The full data must be written out exactly, with every line included.

(Beginning of Data excerpts)

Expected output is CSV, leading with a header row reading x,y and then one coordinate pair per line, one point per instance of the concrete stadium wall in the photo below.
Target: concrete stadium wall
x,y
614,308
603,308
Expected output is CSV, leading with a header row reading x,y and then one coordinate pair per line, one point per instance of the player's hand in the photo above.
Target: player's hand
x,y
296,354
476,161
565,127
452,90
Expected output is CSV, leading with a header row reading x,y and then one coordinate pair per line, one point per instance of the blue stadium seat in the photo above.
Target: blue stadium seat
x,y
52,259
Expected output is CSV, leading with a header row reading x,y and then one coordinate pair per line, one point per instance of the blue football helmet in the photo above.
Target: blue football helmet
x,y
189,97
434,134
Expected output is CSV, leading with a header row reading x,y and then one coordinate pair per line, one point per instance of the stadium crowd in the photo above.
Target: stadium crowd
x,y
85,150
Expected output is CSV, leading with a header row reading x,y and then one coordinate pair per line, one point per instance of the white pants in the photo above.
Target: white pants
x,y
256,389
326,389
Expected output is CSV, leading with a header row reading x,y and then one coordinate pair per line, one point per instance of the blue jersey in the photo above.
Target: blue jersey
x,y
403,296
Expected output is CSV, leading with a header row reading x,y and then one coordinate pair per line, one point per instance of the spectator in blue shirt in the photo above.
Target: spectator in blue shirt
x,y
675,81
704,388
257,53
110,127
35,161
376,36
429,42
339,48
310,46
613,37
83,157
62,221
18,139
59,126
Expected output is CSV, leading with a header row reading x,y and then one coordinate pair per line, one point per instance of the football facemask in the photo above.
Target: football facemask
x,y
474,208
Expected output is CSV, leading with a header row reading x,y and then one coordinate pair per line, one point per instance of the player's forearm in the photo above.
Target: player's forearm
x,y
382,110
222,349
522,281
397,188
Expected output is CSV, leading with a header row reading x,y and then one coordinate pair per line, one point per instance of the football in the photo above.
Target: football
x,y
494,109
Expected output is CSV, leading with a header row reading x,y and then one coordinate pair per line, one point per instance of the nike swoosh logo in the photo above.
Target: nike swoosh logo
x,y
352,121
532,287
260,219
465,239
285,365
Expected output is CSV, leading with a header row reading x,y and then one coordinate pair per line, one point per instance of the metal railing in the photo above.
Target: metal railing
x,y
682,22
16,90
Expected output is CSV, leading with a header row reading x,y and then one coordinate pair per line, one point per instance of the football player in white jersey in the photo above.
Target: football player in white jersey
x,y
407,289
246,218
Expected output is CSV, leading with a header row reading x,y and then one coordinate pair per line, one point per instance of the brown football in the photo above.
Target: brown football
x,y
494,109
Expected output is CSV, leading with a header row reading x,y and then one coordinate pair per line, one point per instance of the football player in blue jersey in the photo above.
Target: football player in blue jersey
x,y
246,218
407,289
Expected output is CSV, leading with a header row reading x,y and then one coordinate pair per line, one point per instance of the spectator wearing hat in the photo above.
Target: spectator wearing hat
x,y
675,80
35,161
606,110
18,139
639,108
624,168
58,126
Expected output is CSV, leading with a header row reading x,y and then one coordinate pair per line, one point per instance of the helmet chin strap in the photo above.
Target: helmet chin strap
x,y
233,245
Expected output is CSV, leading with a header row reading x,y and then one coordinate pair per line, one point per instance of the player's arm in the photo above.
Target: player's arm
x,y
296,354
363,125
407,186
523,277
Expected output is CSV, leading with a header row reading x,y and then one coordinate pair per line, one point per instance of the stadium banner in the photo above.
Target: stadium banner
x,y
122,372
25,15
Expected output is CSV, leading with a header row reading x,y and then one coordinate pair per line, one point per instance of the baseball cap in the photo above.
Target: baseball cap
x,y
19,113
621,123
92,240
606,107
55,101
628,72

(End of Data excerpts)

[Result for this task]:
Expected output is CSV, leading with a header row reading x,y and then one coordinate pair per line, one point per instance of the concrete stadium wall in the photo below.
Target: concrete stadium wall
x,y
614,308
603,308
Expected output is CSV, leading with a header row reading x,y and then one coordinate pair per line, one point per instance of the player's hand in the photo above.
Target: player's hand
x,y
296,354
476,161
565,127
452,90
Expected output is CSV, leading with a header row reading x,y and then one coordinate pair per line, one point per instance of the blue stadium seat in the photo above.
Target: blue stadium seat
x,y
52,259
Expected output is CSV, leading with a header row reading x,y and then one coordinate pair per line, one point per instance of the blue football helmet in the photo above.
Target: blue football helmet
x,y
189,97
434,134
Expected output is CSV, leading with a header row reading x,y and then one coordinate pair per line, one point per instance of the stadium crowd in the photo above.
Target: stadium crowd
x,y
85,150
Expected output is CSV, leading with a header row reading x,y and then one coordinate pair per line, one point per instance of the white pants in the photo above.
Target: white pants
x,y
256,389
326,389
Expected output is CSV, leading with a header row reading x,y and then one coordinate pair per line, one point per instance of the blue jersey in the photo above.
Target: blue jersey
x,y
403,296
Expected output is CSV, leading with a header row reading x,y and then one coordinate pair per line, one point per instance of the spectator in blue shirt in the photo above.
Target: spectator in blue shirt
x,y
675,81
704,388
257,53
110,127
35,161
376,36
429,42
339,48
310,46
613,37
83,157
62,221
18,139
59,126
Expected output is CSV, leading with a header row reading x,y and then one coordinate pair per line, one point per instance of the football facemask in the photo above.
Target: football facemask
x,y
474,208
Expected output is CSV, leading with a header row reading x,y and then one coordinate pair per line, one point per instance of the player's forearm in the photo above.
Target: player's forearm
x,y
382,110
222,349
522,281
397,188
Expected output is CSV, leading with a header row reading x,y and then one coordinate pair per line, one point per instance of the football in the photo above.
Target: football
x,y
494,109
Expected output is CSV, leading with a header row reading x,y and then one coordinate pair per line, one point per instance of the nike swoosh logo in the photo above.
Target: nike swoosh logo
x,y
352,121
532,287
260,219
465,239
285,365
Expected output is CSV, leading with a header row reading x,y and then one coordinate pair per line, one point per instance of the metal railing in the photo above.
Target: metal railing
x,y
682,22
16,90
Expected output is CSV, leading with a header row reading x,y and then one coordinate pair per line, one point per instance of the football player in white jersey in the photo above.
Target: football player in white jersey
x,y
407,289
246,218
Expected output is CSV, leading with a header row reading x,y and then one coordinate pair per line, one point per instance of the brown football in the photo above.
Target: brown football
x,y
494,109
Expected output is CSV, leading with a header row reading x,y and then one coordinate pair per line, one point per instance of the football player in blue jersey in the photo above.
Target: football player in blue jersey
x,y
246,218
407,289
Expected output is CSV, leading with a header row reading x,y and then one coordinate pair per line, one point per instance of the spectator wearing hat in the photo above.
Target: spectator wearing hat
x,y
675,80
35,161
606,110
18,139
639,108
624,168
58,126
Expected output is CSV, leading with a header row reading x,y and then one coordinate pair per line, one point per instance of the helmet chin strap in the photo above.
Target: helmet chin strap
x,y
233,245
Expected output is CSV, leading with a header row reading x,y and then one coordinate pair per line, one point per instance of the player's arm in the photo above.
Target: player's arm
x,y
296,354
363,125
407,186
523,277
Expected output is CSV, leading with a header row reading x,y and then one coordinate pair per line, one point per instance of the stadium banner in the photo above.
Target: stadium banner
x,y
122,372
25,15
Expected output is CSV, leading with a header row reading x,y and then one coordinate pair per line, one point per instance of the baseball cap in the photo above.
Target: baseball cap
x,y
19,113
621,123
92,240
606,107
55,101
628,72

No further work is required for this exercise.